Records:
Begin
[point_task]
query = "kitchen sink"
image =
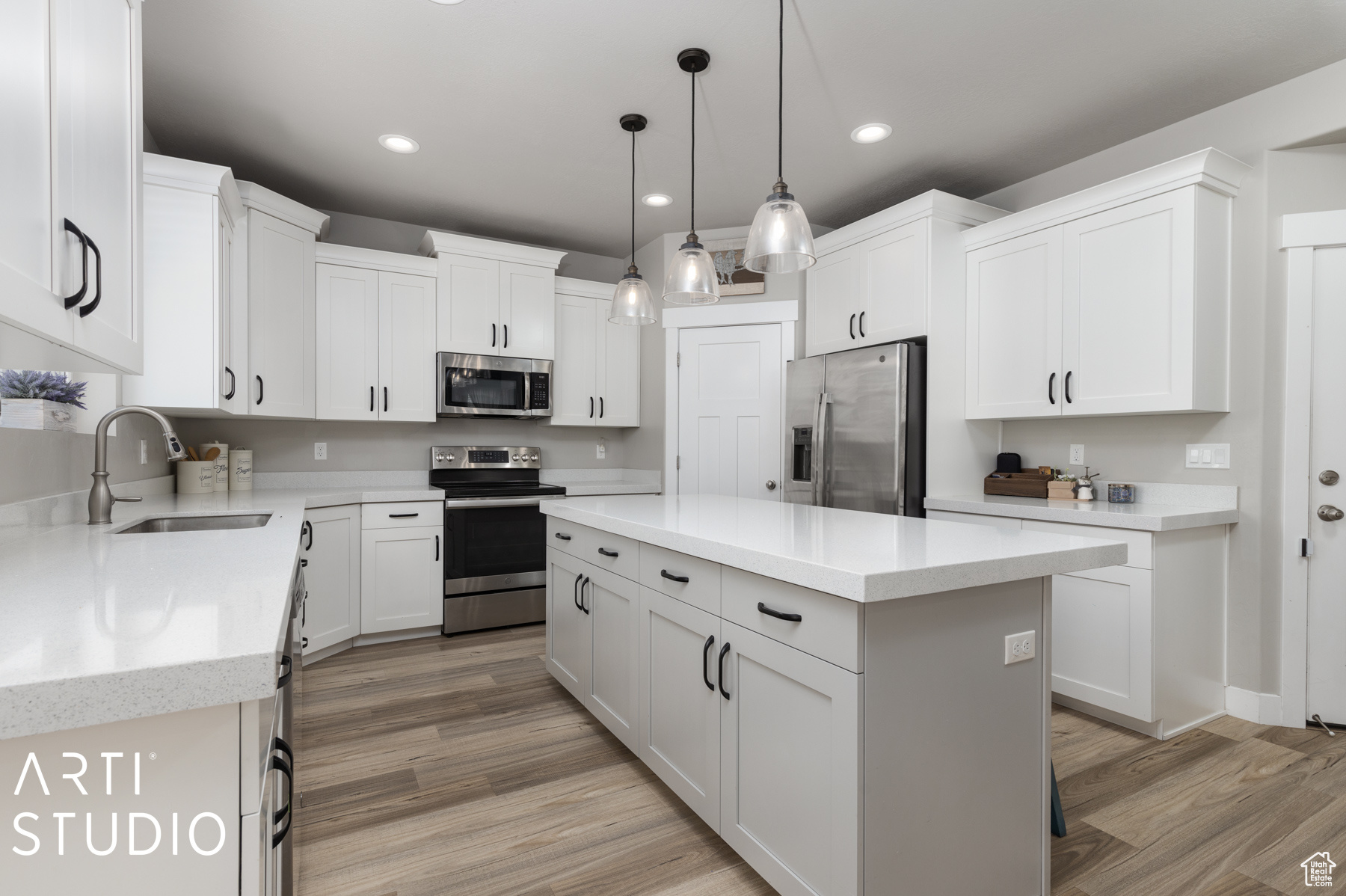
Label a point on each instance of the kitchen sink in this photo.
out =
(195, 524)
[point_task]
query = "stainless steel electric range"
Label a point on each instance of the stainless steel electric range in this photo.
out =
(494, 535)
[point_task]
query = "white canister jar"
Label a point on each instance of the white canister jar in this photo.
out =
(240, 470)
(195, 476)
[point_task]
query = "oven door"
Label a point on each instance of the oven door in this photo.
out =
(494, 547)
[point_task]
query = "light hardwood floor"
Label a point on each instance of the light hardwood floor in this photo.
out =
(449, 766)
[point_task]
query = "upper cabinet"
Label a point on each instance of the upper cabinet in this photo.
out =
(376, 335)
(494, 298)
(597, 381)
(875, 279)
(70, 224)
(1113, 301)
(195, 322)
(282, 303)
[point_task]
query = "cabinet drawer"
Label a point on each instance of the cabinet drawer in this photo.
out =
(831, 627)
(661, 568)
(603, 549)
(404, 513)
(1139, 544)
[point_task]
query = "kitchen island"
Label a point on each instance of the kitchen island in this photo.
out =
(847, 699)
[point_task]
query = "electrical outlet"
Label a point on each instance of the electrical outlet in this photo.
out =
(1021, 648)
(1209, 456)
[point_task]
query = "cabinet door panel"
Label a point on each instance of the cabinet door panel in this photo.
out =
(348, 342)
(1014, 328)
(574, 378)
(528, 311)
(680, 716)
(402, 579)
(469, 306)
(614, 680)
(1127, 314)
(568, 630)
(895, 277)
(405, 347)
(1101, 639)
(331, 611)
(790, 766)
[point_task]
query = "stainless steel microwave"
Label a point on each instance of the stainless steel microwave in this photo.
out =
(491, 387)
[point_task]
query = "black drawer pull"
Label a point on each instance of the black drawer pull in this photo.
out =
(766, 610)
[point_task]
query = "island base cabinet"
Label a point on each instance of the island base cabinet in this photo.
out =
(790, 778)
(680, 707)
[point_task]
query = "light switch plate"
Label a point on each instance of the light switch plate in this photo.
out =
(1208, 456)
(1021, 648)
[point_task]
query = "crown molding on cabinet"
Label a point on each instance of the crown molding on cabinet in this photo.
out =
(197, 177)
(1209, 167)
(437, 241)
(376, 260)
(289, 210)
(933, 203)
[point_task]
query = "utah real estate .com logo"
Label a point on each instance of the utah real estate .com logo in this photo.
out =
(1318, 869)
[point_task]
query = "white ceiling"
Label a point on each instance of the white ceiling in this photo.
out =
(516, 102)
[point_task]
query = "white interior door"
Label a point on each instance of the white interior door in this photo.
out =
(730, 411)
(1327, 451)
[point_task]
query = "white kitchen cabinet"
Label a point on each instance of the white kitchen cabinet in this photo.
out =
(195, 326)
(402, 579)
(1113, 301)
(282, 303)
(493, 298)
(680, 708)
(597, 380)
(73, 121)
(331, 545)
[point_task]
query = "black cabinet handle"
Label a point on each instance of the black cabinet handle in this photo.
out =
(723, 650)
(84, 254)
(97, 294)
(763, 608)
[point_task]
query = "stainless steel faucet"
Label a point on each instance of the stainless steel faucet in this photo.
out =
(101, 497)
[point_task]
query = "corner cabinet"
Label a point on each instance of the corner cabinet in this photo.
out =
(376, 335)
(493, 298)
(597, 380)
(73, 116)
(1113, 301)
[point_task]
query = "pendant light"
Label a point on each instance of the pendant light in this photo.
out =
(691, 279)
(780, 240)
(633, 303)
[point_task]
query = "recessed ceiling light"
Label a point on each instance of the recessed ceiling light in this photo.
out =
(397, 143)
(871, 133)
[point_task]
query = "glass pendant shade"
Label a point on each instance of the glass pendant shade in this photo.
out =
(691, 279)
(780, 240)
(633, 303)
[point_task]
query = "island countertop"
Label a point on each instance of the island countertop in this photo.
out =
(859, 556)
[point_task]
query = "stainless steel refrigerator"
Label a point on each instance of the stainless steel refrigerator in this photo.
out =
(855, 429)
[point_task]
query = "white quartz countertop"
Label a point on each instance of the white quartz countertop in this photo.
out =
(861, 556)
(1150, 517)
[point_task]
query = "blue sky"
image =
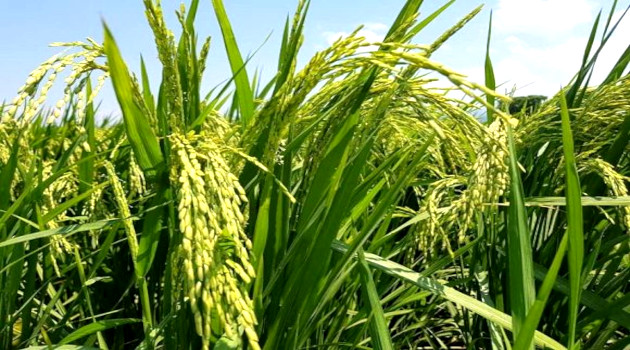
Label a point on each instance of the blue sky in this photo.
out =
(536, 46)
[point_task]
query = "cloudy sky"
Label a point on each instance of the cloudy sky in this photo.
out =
(537, 45)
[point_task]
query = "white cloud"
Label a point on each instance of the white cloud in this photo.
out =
(548, 18)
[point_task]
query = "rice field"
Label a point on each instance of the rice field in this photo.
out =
(346, 204)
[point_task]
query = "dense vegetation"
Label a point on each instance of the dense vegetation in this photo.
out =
(347, 204)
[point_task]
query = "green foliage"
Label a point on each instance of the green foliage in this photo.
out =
(345, 204)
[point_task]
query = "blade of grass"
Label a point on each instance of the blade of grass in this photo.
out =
(381, 339)
(520, 260)
(575, 223)
(243, 89)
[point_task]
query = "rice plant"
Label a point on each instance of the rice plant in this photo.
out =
(349, 203)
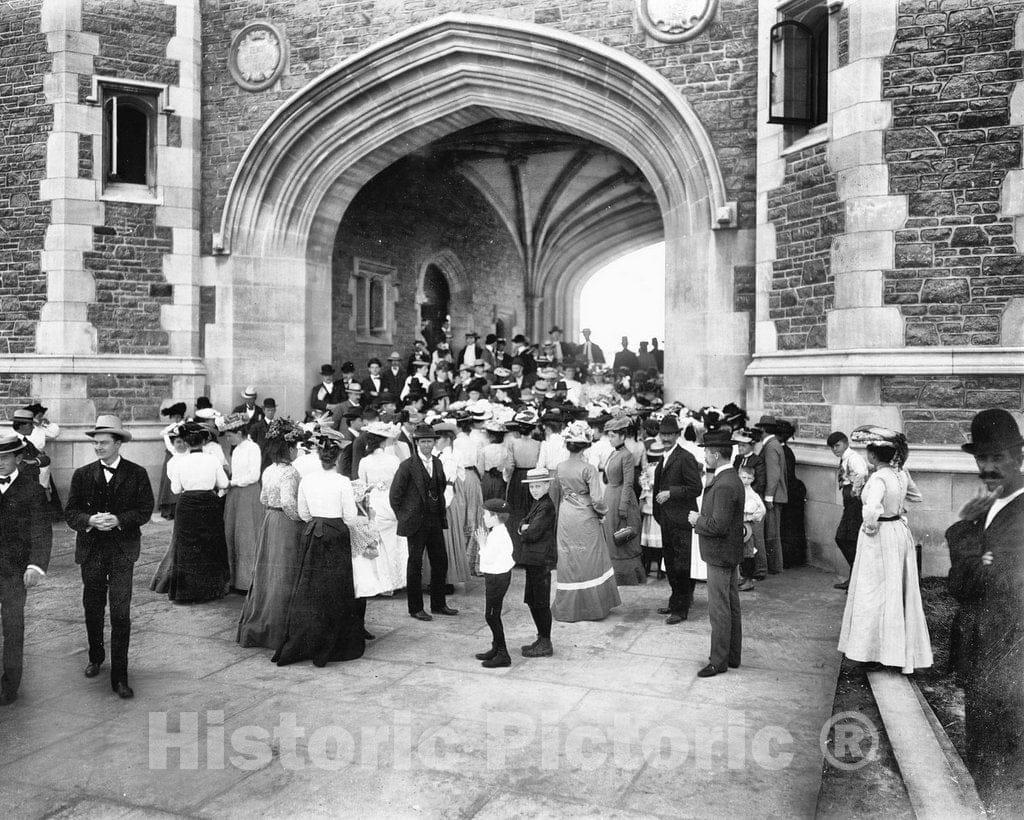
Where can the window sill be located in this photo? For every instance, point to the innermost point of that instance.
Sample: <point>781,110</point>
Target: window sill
<point>815,136</point>
<point>120,191</point>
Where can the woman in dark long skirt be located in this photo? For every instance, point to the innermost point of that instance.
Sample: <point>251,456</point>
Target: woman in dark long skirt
<point>325,618</point>
<point>198,568</point>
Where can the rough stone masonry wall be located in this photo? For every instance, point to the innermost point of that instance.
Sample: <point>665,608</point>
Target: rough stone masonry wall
<point>24,217</point>
<point>799,399</point>
<point>126,265</point>
<point>937,410</point>
<point>716,72</point>
<point>389,223</point>
<point>807,214</point>
<point>950,77</point>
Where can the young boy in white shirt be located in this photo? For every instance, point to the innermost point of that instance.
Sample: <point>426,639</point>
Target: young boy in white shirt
<point>496,565</point>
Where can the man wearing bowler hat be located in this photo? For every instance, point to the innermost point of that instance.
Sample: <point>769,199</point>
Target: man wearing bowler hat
<point>26,537</point>
<point>720,527</point>
<point>418,500</point>
<point>775,490</point>
<point>986,550</point>
<point>110,501</point>
<point>677,485</point>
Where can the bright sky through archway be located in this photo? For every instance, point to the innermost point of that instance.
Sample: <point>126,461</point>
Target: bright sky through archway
<point>626,298</point>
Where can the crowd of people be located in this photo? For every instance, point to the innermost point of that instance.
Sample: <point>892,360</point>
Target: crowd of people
<point>546,459</point>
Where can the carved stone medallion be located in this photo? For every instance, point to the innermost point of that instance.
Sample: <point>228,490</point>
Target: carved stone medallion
<point>257,56</point>
<point>676,20</point>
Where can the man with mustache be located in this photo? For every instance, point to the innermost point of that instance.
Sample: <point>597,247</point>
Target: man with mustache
<point>986,549</point>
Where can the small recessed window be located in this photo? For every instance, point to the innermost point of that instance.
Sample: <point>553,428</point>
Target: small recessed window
<point>799,67</point>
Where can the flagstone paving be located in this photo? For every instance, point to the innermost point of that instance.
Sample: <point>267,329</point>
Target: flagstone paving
<point>616,724</point>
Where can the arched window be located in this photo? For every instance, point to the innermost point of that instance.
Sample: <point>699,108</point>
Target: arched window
<point>799,67</point>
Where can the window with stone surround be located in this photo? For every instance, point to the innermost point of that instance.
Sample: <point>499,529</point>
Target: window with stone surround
<point>799,68</point>
<point>374,295</point>
<point>130,130</point>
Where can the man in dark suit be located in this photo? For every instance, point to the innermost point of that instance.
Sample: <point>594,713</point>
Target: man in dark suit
<point>328,392</point>
<point>720,527</point>
<point>31,459</point>
<point>393,378</point>
<point>986,549</point>
<point>418,500</point>
<point>26,538</point>
<point>589,352</point>
<point>109,502</point>
<point>537,549</point>
<point>775,490</point>
<point>677,485</point>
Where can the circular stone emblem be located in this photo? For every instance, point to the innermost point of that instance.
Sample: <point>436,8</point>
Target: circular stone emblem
<point>257,56</point>
<point>676,20</point>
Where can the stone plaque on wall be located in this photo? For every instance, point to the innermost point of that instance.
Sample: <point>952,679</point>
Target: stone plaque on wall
<point>258,56</point>
<point>676,20</point>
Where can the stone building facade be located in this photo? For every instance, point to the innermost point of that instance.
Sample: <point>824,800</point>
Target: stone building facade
<point>310,168</point>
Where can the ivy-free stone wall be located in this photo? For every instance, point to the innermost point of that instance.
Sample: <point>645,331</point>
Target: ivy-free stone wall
<point>950,77</point>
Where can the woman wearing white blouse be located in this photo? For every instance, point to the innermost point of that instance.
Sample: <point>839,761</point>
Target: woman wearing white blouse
<point>198,569</point>
<point>325,618</point>
<point>243,511</point>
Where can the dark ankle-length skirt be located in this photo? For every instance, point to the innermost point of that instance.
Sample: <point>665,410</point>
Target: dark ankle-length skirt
<point>199,553</point>
<point>324,620</point>
<point>262,621</point>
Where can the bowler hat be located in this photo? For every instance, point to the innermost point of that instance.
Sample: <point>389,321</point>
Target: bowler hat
<point>992,431</point>
<point>424,431</point>
<point>11,443</point>
<point>111,425</point>
<point>670,424</point>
End
Exercise aim:
Output exactly the lines between the one containing "Where can the dark" and the final line above, both inclusive.

Solution to the problem:
Where can the dark ankle-length skirt be located in this photo? For every instance, point to the innermost point of that instance.
Sample: <point>665,410</point>
Target: dark ankle-length skirt
<point>199,553</point>
<point>324,620</point>
<point>262,621</point>
Where can the bowler hat be located in this photo? For every instance, point to the innermost point of that instance.
Sample: <point>389,321</point>
Target: bowler hat
<point>992,431</point>
<point>424,431</point>
<point>11,443</point>
<point>111,425</point>
<point>670,424</point>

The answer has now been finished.